> _WHAT IS NEEDED_
Can you duplicate every item below word for word, without the pictures?

Object location annotation data:
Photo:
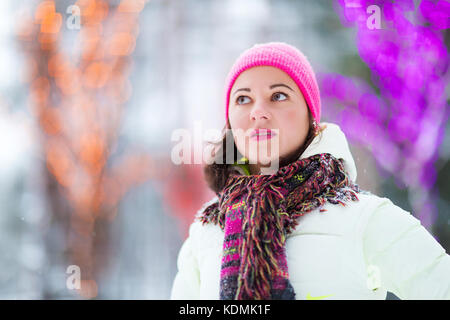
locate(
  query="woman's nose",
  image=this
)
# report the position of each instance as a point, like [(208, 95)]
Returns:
[(260, 111)]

> _THE ANSWER_
Photo:
locate(
  query="woman's nose",
  image=this
)
# report the position of each instance as a point, like [(208, 95)]
Returns:
[(260, 111)]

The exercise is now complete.